Copy the items from the line with "of the bare" through the end of the items, requests included, and scale every coordinate in the answers by 2.35, rounding to whole numbers with halves rounded up. Give only those lines.

==== MATERIAL TO PROCESS

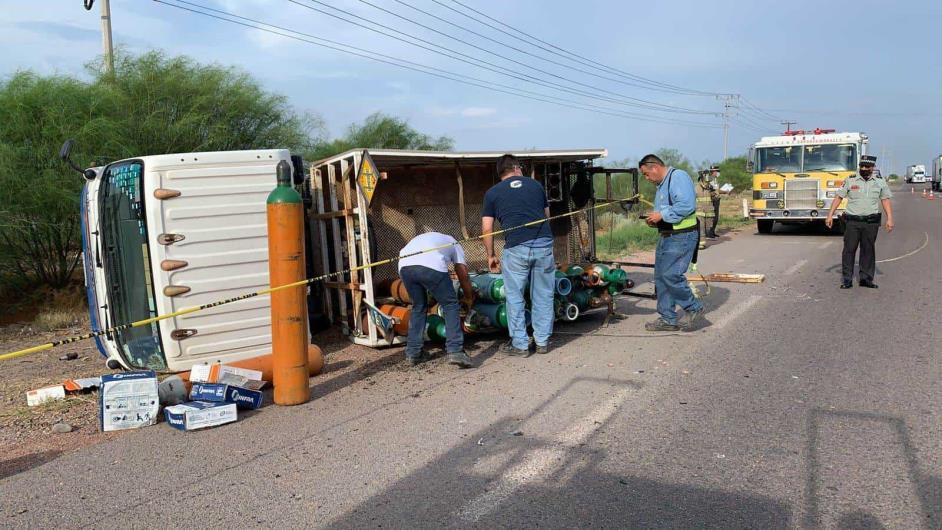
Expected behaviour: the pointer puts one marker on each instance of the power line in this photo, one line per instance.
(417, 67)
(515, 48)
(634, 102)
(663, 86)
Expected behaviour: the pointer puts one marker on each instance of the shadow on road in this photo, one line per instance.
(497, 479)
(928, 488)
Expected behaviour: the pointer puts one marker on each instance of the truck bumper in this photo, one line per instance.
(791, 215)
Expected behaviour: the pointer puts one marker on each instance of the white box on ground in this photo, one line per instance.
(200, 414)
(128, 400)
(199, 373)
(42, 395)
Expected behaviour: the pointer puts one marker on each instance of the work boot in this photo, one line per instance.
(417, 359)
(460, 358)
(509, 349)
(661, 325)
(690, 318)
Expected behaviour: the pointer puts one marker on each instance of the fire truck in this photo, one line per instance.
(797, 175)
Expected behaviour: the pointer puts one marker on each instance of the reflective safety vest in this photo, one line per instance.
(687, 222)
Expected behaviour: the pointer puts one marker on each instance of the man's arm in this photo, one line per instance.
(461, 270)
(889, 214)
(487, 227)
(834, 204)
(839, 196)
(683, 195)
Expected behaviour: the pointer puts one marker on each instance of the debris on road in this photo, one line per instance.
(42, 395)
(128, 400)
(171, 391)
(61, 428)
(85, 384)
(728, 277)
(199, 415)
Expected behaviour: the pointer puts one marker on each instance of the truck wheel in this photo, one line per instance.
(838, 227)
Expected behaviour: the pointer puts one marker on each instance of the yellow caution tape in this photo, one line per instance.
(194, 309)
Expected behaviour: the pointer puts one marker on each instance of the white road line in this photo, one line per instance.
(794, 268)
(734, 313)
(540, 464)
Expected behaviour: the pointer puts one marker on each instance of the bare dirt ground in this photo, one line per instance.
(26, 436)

========

THE RESPONSE:
Expected behaviour: the pointer puts one marker on each instance of the bare dirt ground in this photo, one line per instance.
(61, 1025)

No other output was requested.